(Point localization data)
<<<<

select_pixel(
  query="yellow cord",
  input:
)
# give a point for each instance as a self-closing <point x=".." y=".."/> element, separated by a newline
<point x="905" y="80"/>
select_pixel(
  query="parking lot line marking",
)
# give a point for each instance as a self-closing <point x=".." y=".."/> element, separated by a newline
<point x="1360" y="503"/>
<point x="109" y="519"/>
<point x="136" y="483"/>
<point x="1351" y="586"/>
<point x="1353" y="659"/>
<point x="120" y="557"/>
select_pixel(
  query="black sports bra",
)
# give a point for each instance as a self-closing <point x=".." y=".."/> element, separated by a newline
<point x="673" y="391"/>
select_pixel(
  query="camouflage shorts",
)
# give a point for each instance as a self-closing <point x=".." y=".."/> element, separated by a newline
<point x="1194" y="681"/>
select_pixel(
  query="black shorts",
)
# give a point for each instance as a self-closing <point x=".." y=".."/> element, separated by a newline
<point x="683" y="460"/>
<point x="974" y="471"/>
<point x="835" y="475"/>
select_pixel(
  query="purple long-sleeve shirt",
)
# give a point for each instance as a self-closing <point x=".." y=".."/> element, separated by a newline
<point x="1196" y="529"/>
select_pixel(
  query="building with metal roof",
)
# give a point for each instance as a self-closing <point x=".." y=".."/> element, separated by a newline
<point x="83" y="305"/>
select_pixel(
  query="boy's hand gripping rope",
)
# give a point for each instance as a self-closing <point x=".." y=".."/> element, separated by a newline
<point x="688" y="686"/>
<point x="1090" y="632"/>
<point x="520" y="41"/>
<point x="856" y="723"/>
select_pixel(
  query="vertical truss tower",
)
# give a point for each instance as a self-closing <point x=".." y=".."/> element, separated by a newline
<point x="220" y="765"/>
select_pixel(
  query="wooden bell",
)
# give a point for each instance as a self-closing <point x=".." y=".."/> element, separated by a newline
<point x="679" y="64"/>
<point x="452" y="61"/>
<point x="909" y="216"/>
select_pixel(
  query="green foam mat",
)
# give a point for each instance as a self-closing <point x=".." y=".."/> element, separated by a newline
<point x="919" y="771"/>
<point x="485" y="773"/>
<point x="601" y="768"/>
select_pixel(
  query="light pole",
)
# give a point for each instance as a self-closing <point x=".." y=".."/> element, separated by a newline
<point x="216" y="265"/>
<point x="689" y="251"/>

>>>>

**About this exercise**
Word for word, write out every record.

**Response to the exercise**
select_pixel(
  query="yellow cord",
  input:
)
# give a point for each instance as a self-closing <point x=".." y=".."/> element, separated by a newline
<point x="905" y="80"/>
select_pixel(
  query="parking lot line marking",
)
# give a point for each instance as a self-closing <point x=".." y=".."/> element, separated by a newline
<point x="1360" y="503"/>
<point x="109" y="519"/>
<point x="136" y="483"/>
<point x="1351" y="586"/>
<point x="1353" y="659"/>
<point x="120" y="557"/>
select_pixel(
  query="black sports bra",
)
# give a point for each instance as a self-closing <point x=".." y=".."/> element, separated by a newline
<point x="673" y="391"/>
select_pixel(
  query="camouflage shorts",
)
# give a point for each instance as a self-closing <point x=".." y=".."/> element, separated by a newline
<point x="1194" y="681"/>
select_pixel(
  query="black shorts",
)
# give a point for each instance as a self-closing <point x=".." y=".."/> element, separated by a newline
<point x="683" y="460"/>
<point x="974" y="471"/>
<point x="835" y="475"/>
select_pixel(
  query="purple long-sleeve shirt",
)
# give a point for each instance as a self-closing <point x=".." y=".."/> element, separated by a newline
<point x="1196" y="529"/>
select_pixel(
  query="building with metal roof",
)
# give a point for each instance as a self-closing <point x=".." y=".."/> element, separated by a newline
<point x="83" y="305"/>
select_pixel(
  query="boy's hand gripping rope",
)
# give a point for each instance as a self-closing <point x=".." y=".."/> element, separated by a newline
<point x="688" y="686"/>
<point x="1090" y="632"/>
<point x="520" y="41"/>
<point x="856" y="723"/>
select_pixel(
  query="vertical truss tower",
)
# give a point for each instance as a self-closing <point x=".." y=".."/> element, separated by a newline
<point x="220" y="765"/>
select_pixel(
  query="wooden bell",
)
# give a point for each instance as a self-closing <point x=".." y=".."/> element, separated by a newline
<point x="679" y="64"/>
<point x="452" y="61"/>
<point x="909" y="216"/>
select_pixel(
  query="green foam mat",
)
# give a point for each instance as a self-closing <point x=".." y=".."/> element, separated by a newline
<point x="919" y="771"/>
<point x="485" y="773"/>
<point x="601" y="768"/>
select_pixel(
  query="light pole",
)
# give a point for each instance as a self-closing <point x=".." y=".."/> element, separated by a newline
<point x="216" y="265"/>
<point x="689" y="251"/>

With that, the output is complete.